§ **What you are asked to do**: The expected output is exactly the lines below, starting at the line with "like point(129, 38)." and ending at the line with "Where can the diagonal", both included; no other line belongs in it.

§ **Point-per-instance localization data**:
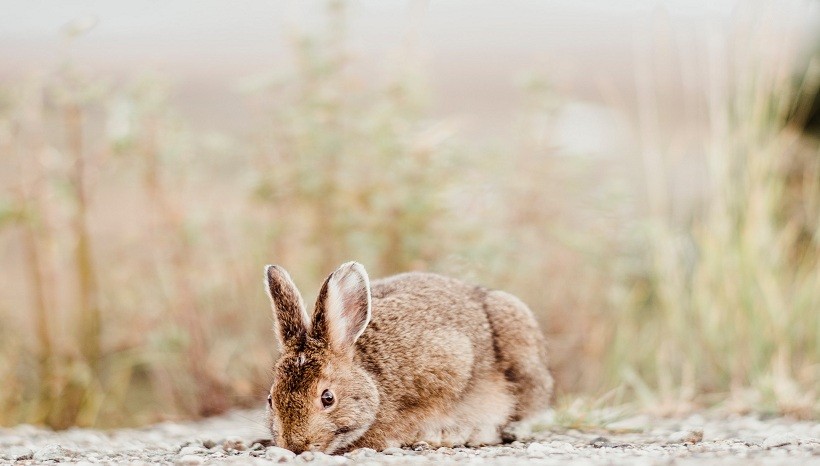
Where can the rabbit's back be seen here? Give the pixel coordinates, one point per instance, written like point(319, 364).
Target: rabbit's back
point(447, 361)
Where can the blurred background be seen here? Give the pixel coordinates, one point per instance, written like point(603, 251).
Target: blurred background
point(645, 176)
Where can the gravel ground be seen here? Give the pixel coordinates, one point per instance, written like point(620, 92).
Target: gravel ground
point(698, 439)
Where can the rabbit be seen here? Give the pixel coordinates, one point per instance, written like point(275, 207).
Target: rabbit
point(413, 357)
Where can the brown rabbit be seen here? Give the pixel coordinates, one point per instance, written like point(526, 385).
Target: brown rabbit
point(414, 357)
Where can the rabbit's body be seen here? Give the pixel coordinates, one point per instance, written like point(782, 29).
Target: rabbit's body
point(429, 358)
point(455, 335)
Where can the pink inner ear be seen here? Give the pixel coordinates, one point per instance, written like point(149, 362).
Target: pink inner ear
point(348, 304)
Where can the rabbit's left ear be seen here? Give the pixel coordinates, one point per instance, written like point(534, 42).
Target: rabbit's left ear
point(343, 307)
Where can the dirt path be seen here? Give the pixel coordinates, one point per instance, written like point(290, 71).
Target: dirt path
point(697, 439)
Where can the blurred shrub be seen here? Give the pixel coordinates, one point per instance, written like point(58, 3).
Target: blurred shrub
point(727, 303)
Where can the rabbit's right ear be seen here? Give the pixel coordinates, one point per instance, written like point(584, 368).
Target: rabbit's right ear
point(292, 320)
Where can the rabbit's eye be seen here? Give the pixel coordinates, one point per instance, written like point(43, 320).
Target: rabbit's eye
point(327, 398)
* * *
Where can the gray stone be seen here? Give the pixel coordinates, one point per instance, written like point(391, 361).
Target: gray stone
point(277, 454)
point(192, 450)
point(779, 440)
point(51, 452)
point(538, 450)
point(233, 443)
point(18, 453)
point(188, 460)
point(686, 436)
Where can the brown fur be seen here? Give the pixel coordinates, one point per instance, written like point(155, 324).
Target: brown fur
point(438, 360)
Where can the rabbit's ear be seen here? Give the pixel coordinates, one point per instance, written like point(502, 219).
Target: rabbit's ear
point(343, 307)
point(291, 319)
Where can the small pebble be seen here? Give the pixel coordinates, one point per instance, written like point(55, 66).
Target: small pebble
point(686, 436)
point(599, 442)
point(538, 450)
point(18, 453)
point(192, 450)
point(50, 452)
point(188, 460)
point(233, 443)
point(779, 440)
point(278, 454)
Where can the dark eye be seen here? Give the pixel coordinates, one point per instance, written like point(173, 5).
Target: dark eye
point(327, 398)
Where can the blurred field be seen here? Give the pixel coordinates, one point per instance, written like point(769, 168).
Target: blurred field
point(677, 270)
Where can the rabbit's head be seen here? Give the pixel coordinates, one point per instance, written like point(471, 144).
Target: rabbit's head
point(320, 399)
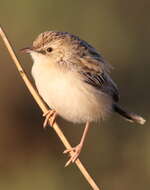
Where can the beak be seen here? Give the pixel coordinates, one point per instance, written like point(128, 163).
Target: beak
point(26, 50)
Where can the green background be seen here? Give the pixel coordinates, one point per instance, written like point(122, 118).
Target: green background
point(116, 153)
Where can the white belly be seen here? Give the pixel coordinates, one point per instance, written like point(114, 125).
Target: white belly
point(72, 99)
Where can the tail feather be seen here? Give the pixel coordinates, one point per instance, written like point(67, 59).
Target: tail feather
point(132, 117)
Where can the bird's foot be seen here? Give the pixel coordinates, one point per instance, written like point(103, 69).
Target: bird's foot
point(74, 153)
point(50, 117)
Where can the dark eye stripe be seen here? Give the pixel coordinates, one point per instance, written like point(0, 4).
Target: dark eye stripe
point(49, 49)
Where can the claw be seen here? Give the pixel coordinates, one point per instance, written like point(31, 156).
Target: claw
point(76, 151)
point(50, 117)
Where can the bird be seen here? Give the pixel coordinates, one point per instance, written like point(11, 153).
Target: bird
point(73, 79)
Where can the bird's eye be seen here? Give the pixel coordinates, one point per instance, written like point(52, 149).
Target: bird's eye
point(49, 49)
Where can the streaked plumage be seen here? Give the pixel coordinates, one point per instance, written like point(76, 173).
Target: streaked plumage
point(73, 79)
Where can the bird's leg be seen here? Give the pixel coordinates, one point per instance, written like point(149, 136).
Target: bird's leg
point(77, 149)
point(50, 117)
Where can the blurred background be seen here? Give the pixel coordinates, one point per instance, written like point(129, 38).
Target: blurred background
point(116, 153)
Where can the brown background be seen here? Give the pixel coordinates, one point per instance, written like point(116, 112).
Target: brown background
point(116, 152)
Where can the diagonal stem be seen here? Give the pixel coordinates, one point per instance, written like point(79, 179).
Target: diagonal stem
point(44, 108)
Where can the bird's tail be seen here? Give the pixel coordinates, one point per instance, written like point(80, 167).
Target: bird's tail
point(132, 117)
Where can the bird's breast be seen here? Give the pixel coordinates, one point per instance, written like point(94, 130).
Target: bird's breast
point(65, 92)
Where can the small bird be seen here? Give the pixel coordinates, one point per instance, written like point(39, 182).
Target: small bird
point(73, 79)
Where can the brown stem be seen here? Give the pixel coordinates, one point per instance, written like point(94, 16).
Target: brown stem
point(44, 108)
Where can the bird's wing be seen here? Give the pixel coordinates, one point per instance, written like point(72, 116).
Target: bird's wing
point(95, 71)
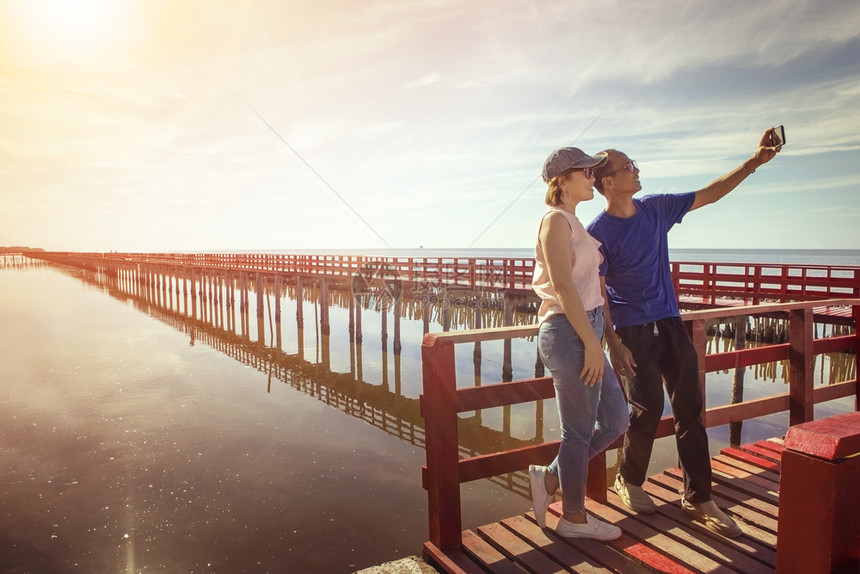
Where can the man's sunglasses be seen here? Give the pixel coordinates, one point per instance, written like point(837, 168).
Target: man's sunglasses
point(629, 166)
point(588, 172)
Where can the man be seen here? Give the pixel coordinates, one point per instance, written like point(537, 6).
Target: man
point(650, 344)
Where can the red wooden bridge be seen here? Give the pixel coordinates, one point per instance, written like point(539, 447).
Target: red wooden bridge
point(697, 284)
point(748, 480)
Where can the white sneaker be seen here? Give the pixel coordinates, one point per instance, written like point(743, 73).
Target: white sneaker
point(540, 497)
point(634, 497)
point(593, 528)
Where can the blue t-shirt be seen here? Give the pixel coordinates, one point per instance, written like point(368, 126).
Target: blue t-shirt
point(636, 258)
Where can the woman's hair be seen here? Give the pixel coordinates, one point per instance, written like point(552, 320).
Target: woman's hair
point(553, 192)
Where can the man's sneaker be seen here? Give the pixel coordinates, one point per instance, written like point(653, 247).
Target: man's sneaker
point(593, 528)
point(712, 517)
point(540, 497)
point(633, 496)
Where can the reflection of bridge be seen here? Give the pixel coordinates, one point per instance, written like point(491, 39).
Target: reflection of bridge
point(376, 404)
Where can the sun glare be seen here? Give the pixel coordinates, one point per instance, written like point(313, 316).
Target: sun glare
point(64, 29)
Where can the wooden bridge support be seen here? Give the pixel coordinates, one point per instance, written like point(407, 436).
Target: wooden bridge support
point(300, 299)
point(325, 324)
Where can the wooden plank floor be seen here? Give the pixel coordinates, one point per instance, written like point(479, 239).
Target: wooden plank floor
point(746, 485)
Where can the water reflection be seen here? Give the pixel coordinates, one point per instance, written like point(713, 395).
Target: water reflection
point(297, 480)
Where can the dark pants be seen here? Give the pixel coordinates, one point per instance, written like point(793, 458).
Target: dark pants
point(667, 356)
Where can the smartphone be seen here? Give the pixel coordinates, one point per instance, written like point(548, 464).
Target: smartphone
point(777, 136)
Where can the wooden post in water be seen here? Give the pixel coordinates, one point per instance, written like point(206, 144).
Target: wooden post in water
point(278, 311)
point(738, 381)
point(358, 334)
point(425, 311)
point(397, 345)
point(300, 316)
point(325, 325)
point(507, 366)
--
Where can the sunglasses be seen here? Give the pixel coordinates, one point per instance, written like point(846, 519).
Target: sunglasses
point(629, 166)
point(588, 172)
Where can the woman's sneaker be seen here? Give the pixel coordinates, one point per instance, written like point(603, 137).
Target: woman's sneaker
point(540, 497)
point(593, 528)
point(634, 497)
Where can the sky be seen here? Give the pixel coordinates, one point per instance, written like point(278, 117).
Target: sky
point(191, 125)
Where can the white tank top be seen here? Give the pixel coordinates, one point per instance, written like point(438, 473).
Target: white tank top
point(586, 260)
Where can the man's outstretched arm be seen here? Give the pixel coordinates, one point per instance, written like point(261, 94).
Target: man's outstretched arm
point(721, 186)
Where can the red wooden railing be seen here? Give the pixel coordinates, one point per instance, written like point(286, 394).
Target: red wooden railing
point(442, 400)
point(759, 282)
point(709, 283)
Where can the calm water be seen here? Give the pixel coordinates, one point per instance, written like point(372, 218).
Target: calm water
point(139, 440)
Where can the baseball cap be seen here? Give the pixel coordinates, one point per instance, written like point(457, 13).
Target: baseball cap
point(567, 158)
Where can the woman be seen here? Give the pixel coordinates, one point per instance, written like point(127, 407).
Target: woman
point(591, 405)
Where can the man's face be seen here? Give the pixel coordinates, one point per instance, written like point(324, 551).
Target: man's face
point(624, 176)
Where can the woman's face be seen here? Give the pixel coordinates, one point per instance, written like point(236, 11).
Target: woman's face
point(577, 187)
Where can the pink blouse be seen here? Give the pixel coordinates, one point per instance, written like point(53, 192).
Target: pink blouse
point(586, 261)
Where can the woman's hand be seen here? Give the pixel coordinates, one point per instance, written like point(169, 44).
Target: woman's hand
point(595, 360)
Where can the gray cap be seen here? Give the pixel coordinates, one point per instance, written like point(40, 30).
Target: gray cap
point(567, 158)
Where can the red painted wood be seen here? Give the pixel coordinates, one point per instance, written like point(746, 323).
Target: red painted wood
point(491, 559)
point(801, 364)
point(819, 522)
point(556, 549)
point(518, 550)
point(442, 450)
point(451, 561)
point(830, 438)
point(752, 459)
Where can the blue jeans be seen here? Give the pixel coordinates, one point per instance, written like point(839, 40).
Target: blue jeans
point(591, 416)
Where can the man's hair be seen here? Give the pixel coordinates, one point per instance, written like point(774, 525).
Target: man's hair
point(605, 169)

§ **Response to this exercise**:
Where can the blurred background be seen here? Give the pixel coordinates, one point per instance, written like point(129, 38).
Target: blurred background
point(116, 153)
Where can the brown background be seen here? Give the pixel coordinates, one point per instance, written like point(116, 112).
Target: brown background
point(116, 152)
Where can the diagonal stem be seen here? Give the pixel coordinates, one point per instance, written like point(79, 179).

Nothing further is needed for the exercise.